▶ **WHAT IS NEEDED**: Return the line containing "blank on lathe" and all lines after it exactly; stop at the end of the material.

▶ **EXTRACTED RECORDS**:
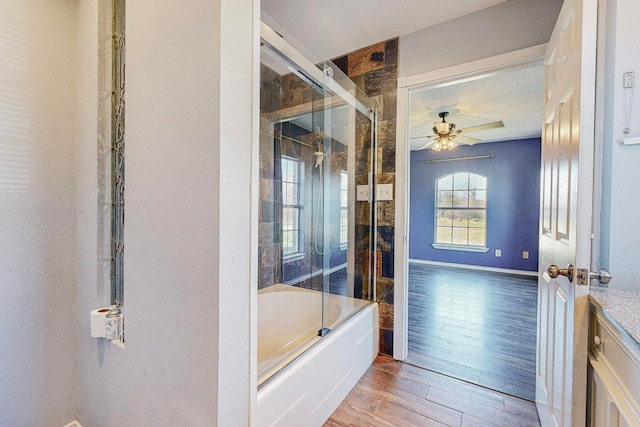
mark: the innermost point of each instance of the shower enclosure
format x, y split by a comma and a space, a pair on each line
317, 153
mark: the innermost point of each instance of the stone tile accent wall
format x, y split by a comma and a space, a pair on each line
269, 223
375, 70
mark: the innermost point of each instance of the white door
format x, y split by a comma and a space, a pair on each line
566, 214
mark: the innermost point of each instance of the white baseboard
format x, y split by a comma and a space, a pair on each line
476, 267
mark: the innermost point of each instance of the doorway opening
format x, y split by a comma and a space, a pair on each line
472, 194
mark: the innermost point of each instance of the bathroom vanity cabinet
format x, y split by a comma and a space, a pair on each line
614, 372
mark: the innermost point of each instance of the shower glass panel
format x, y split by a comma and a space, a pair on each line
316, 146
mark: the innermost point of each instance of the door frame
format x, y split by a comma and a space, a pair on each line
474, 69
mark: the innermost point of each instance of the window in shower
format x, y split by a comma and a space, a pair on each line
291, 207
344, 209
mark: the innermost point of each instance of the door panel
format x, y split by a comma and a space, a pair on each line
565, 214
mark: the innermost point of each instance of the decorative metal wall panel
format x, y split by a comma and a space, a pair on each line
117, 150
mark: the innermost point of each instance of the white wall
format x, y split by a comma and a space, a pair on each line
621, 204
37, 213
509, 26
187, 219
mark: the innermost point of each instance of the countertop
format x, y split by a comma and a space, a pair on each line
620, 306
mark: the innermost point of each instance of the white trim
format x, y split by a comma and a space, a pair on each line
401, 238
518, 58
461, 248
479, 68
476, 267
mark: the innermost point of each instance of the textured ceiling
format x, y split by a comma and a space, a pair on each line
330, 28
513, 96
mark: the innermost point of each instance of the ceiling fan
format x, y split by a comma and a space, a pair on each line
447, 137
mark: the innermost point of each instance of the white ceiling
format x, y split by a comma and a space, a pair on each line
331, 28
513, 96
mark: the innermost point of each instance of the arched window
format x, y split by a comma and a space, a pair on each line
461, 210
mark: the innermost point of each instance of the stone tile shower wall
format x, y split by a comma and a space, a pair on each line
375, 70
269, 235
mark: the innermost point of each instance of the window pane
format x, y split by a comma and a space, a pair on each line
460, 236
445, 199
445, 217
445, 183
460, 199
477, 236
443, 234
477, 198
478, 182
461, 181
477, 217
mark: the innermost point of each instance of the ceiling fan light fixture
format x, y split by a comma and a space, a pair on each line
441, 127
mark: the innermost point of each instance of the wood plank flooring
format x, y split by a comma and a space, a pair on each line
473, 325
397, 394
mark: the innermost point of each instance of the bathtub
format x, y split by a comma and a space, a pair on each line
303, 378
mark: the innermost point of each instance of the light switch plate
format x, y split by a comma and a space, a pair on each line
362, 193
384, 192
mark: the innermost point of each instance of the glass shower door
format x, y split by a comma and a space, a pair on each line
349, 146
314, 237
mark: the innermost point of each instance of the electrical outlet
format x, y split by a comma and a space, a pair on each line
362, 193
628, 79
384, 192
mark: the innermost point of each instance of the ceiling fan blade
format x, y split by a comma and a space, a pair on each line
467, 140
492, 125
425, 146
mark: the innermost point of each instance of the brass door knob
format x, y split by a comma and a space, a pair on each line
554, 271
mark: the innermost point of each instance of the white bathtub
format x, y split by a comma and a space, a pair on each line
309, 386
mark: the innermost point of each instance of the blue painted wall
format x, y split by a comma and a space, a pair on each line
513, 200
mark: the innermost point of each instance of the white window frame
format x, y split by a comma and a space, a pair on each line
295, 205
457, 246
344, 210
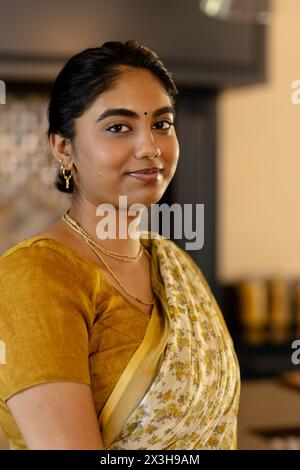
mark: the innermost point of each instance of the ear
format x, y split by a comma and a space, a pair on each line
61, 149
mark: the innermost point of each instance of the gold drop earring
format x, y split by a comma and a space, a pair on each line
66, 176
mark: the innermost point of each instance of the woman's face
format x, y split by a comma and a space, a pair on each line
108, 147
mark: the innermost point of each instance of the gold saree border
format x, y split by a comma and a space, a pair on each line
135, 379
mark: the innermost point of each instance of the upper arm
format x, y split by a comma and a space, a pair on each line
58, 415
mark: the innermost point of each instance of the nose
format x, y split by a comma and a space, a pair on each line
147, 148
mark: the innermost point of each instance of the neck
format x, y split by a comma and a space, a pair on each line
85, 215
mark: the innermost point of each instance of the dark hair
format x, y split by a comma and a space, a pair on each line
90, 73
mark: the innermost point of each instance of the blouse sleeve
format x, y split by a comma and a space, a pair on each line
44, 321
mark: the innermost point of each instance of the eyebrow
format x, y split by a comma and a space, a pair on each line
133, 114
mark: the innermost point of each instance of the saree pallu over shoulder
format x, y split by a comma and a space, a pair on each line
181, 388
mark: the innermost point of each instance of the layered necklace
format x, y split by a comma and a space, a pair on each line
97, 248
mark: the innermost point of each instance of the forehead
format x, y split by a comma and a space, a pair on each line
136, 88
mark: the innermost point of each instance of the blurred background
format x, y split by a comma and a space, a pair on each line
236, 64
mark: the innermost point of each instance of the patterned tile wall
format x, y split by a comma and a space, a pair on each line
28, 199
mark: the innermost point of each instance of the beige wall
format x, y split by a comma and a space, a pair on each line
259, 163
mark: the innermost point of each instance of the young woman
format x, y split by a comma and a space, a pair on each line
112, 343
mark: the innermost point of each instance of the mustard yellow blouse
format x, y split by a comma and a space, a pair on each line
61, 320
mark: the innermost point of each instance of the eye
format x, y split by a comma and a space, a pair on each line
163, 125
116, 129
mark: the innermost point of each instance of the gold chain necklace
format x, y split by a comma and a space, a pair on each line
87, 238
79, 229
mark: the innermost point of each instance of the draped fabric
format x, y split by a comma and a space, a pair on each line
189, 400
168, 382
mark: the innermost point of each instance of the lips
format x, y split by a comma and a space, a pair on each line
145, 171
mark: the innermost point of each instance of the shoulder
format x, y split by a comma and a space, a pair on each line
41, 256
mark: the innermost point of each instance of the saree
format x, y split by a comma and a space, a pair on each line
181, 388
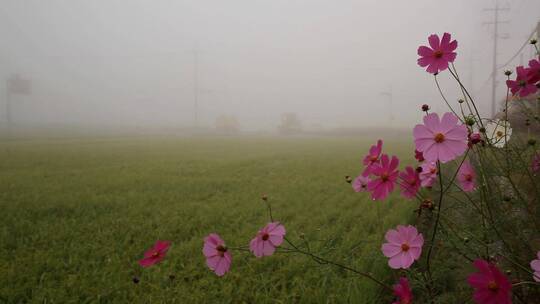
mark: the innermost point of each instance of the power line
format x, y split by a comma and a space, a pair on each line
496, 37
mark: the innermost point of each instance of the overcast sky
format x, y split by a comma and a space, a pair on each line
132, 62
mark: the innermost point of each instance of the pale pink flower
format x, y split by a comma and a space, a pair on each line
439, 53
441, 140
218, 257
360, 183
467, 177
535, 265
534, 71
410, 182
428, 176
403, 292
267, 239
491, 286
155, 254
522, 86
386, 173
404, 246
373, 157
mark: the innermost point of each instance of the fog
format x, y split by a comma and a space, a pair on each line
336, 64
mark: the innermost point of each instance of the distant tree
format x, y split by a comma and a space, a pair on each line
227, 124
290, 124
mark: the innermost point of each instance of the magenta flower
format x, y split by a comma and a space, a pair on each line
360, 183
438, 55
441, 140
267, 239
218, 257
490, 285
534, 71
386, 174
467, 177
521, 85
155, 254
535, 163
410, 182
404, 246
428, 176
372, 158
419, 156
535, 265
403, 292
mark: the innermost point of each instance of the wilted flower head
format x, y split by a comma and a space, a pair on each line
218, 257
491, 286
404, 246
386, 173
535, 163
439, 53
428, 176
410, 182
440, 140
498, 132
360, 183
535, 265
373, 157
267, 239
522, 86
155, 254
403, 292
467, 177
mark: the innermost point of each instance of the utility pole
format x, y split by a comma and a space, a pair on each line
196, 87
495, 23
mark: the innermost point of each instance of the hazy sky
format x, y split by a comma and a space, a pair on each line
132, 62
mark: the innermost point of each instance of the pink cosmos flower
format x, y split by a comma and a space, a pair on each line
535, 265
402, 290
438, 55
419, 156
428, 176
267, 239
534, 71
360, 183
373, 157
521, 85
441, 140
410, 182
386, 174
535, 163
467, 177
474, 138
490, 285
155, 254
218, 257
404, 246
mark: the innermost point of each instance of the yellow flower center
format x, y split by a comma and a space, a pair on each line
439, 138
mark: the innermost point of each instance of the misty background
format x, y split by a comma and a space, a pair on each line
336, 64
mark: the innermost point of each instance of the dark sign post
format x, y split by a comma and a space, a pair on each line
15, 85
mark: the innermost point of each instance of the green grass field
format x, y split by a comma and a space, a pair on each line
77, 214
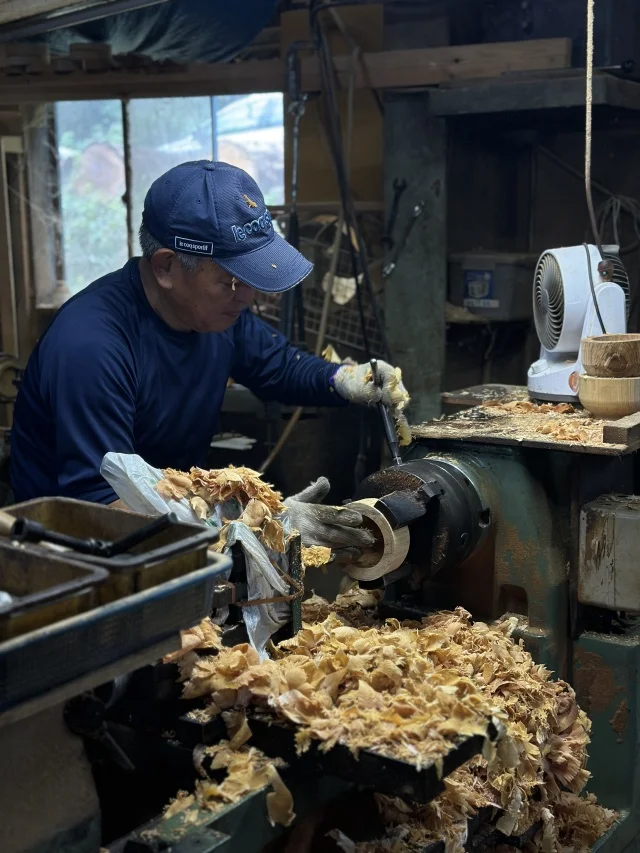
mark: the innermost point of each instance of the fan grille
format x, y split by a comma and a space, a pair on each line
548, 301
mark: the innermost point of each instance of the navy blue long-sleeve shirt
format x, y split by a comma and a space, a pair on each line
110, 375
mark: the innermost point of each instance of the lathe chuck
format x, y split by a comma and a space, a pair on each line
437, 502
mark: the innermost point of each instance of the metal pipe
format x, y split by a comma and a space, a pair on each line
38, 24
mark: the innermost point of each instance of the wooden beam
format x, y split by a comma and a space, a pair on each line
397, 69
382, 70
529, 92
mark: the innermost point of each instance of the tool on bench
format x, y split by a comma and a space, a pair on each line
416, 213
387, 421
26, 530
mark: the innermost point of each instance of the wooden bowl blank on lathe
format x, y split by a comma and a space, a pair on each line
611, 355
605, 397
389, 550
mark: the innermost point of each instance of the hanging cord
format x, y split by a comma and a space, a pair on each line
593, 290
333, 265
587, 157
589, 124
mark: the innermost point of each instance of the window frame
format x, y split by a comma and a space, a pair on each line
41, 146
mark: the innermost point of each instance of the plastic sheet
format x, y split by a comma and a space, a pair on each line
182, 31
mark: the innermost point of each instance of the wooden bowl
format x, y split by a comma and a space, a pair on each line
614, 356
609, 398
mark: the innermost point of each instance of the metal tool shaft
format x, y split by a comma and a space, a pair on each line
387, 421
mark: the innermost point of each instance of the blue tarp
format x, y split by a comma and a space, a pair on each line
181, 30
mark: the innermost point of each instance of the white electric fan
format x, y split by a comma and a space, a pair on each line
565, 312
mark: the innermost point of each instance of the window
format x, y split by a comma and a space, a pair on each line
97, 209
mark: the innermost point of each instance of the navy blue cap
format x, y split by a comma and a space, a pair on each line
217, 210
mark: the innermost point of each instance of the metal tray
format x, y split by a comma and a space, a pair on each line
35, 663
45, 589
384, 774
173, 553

▶ **SOLUTION BELOW**:
mark: the innermost point of each instance of the wooden bowl blank on lathe
format x, y split by a comma and a space, a pair on each line
611, 355
605, 397
389, 550
mark: the innermost point of each instance of the hanging cord
format x, y split by a comma and a space, a pair on each line
593, 290
333, 265
587, 157
589, 124
mark: the innermost point of each instance of the window frame
format x, y split by a comma and a space, a pair on each line
41, 146
mark: the innermost point of each instance of the plastic sheet
format x, y split by a comma and a space, a pair on each line
182, 31
mark: the innermost point of each instance of the wooden bowl
format x, y split by a comma and a space, a pair on each line
614, 356
609, 398
mark: the innermost point of each instance of the metal tool shaft
format x, y split by a comma and a space, a pair on each line
387, 421
mark: the innermost point of each instance of the blue tarp
format x, y split by a comma and a space, a pair on each line
181, 30
mark: the innermost point of each instance of the white electric fan
format x, y split by a comma and a space, a pair on each line
565, 312
mark: the innermost point of each instance of the window
format x, y split by a comma and a space, a pair on each line
97, 209
mark: the innermost point of each instance of the navy blue cap
format x, y split by a comma and a space, a pair on each line
217, 210
mark: the innermost point of each instance of the metal tray
format x, y split by a comma and a space, a pair on each line
35, 663
45, 589
384, 774
173, 553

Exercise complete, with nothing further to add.